Work task: Write out again each line of the material below, unchanged, from the first one to the line that holds "An outline is".

Material for this task:
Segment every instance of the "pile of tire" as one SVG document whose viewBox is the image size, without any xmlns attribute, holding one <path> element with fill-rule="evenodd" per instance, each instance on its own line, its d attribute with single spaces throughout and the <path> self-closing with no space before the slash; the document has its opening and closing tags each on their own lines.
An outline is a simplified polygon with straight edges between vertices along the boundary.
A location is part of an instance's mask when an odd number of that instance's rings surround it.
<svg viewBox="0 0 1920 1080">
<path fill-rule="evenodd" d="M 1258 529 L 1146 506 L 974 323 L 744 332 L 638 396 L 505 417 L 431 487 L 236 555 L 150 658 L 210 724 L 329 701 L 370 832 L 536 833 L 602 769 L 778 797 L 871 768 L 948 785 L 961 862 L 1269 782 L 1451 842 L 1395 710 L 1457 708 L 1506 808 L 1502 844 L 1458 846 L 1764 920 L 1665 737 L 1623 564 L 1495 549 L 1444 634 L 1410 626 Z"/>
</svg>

Problem solution:
Segment every instance of the "pile of tire" as one SVG document whose viewBox is the image size, without any xmlns attribute, holding one <path> element with fill-rule="evenodd" per instance, each instance on its own line, its d attribute with single spaces throughout and the <path> self-closing with no space before the slash; the document has its opening and closing tags each on their own lines.
An outline is a simplified polygon with straight edges between vertices along the boundary.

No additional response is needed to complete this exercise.